課題 → 眼鏡の丁番についての文章から、「このように丁番は開閉の力を加」から「の原因の一つとなっています。」までを、両端も含めて一字一句変えずに引用せよ。

近くを見るために老眼鏡を使っている方は使うたびに開閉しますし、遠近両用と中近両用、近々両用などを併用される方も掛け替えのタイミングで開閉します。
このように丁番は開閉の力を加えることが多いパーツなのですが、普段から丁寧に扱おうという意識はないのが悲しいところです。
丁番・蝶番(ちょうばん)のあれこれ②
人の頭は側頭部から後頭部に掛けて幅が狭くなっていくので、耳あての後方を内側に曲げるようにフィッティングしていますが、メガネを掛けるときは幅が不足して外側に広げるような力が加わります。
素材の弾力性などである程度吸収されるものの、下記の図の赤い矢印の部分に力が集中しやすくなり、その中の一つが今回ご紹介している丁番となります。
丁番・蝶番(ちょうばん)のあれこれ③
基本の3枚コマの丁番は、その構造から「ねじれ」や「上下方向の力」に弱いという特徴もあります。
さらに、丁番パーツは溶接されていることが多いので、溶接個所に力が加わると、ロー離れ(溶接剥がれ)を起こす可能性も高くなります。これらの理由から破損の可能性が高い場所となっています。
丁番・蝶番(ちょうばん)のあれこれ④
これは外してみないと分からないのですが、低単価のフレームや雑貨品は、コスト削減の為にワッシャーを挟まないことが多く、結果、直ぐに動きが悪くなり固まってしまったり、逆にネジを締めてもパタパタとテンプルが動いてしまうなどのトラブルの原因の一つとなっています。
丁番・蝶番の破損を防ぐ構造 … その1_切削技術
中央の1枚コマの付け根に注目してください。左側の一般的なフレームの丁番は、中央の1枚コマの付け根が直角になっています。
それに対して右側の高級フレームの付け根は、斜めというか丸みを帯びたカットが施されています。
これにより上下方向の力を中央の1枚コマの付け根に集中しないようにしているのです。
小さなことかもしれませんが、高級フレームの高級フレームたる所以の一つです。

提供資料 →
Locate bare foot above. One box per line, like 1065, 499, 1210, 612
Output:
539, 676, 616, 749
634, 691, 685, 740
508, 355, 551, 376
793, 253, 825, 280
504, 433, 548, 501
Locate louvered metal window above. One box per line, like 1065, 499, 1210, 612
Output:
==
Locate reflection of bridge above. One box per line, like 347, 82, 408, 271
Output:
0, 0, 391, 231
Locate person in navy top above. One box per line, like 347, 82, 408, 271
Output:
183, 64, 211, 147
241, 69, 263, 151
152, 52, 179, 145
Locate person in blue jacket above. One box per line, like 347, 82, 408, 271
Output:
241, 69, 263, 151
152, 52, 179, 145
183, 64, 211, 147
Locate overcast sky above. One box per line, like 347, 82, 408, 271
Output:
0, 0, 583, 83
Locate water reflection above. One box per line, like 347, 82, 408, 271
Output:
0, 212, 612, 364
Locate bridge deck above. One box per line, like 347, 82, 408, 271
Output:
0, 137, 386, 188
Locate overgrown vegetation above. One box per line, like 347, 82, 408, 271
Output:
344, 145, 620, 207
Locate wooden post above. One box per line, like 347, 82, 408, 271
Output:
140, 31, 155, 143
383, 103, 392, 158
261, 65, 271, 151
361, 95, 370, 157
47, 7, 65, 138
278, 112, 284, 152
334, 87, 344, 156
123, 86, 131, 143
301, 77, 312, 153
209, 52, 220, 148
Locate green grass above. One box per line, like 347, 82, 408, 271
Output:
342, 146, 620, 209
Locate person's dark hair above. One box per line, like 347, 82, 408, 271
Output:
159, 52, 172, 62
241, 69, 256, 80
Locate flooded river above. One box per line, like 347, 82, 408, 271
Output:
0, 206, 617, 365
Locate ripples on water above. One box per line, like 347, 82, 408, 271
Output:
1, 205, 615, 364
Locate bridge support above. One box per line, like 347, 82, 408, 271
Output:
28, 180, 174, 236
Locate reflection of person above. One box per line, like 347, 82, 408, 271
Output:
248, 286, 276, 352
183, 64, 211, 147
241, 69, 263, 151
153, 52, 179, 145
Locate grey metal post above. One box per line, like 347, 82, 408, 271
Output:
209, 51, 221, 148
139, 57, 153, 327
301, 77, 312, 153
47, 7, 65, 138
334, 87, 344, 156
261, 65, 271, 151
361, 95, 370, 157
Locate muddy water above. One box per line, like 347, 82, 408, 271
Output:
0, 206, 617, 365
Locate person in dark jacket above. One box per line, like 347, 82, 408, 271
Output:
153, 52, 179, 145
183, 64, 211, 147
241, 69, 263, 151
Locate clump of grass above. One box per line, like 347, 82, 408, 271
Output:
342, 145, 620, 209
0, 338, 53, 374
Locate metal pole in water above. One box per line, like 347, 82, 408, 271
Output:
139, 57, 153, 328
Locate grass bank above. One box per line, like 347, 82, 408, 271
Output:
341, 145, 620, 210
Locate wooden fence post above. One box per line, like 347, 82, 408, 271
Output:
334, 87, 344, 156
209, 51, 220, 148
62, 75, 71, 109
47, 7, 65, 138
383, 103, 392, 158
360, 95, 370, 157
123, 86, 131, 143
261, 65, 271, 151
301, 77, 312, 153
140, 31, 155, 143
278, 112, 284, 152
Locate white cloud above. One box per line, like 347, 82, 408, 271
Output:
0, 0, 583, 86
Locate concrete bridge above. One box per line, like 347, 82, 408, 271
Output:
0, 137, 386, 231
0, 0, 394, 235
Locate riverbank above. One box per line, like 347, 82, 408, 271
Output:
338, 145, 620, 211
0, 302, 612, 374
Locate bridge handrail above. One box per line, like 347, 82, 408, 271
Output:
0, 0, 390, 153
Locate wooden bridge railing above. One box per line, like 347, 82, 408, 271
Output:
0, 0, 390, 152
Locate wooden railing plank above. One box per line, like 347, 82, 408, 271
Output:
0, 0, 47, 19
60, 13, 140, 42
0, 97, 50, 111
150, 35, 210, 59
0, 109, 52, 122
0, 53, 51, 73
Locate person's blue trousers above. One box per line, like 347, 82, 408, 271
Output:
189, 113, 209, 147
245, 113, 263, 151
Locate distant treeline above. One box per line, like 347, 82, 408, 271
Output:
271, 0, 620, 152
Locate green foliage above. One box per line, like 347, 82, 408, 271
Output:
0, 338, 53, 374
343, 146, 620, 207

解答 →
このように丁番は開閉の力を加えることが多いパーツなのですが、普段から丁寧に扱おうという意識はないのが悲しいところです。
丁番・蝶番(ちょうばん)のあれこれ②
人の頭は側頭部から後頭部に掛けて幅が狭くなっていくので、耳あての後方を内側に曲げるようにフィッティングしていますが、メガネを掛けるときは幅が不足して外側に広げるような力が加わります。
素材の弾力性などである程度吸収されるものの、下記の図の赤い矢印の部分に力が集中しやすくなり、その中の一つが今回ご紹介している丁番となります。
丁番・蝶番(ちょうばん)のあれこれ③
基本の3枚コマの丁番は、その構造から「ねじれ」や「上下方向の力」に弱いという特徴もあります。
さらに、丁番パーツは溶接されていることが多いので、溶接個所に力が加わると、ロー離れ(溶接剥がれ)を起こす可能性も高くなります。これらの理由から破損の可能性が高い場所となっています。
丁番・蝶番(ちょうばん)のあれこれ④
これは外してみないと分からないのですが、低単価のフレームや雑貨品は、コスト削減の為にワッシャーを挟まないことが多く、結果、直ぐに動きが悪くなり固まってしまったり、逆にネジを締めてもパタパタとテンプルが動いてしまうなどのトラブルの原因の一つとなっています。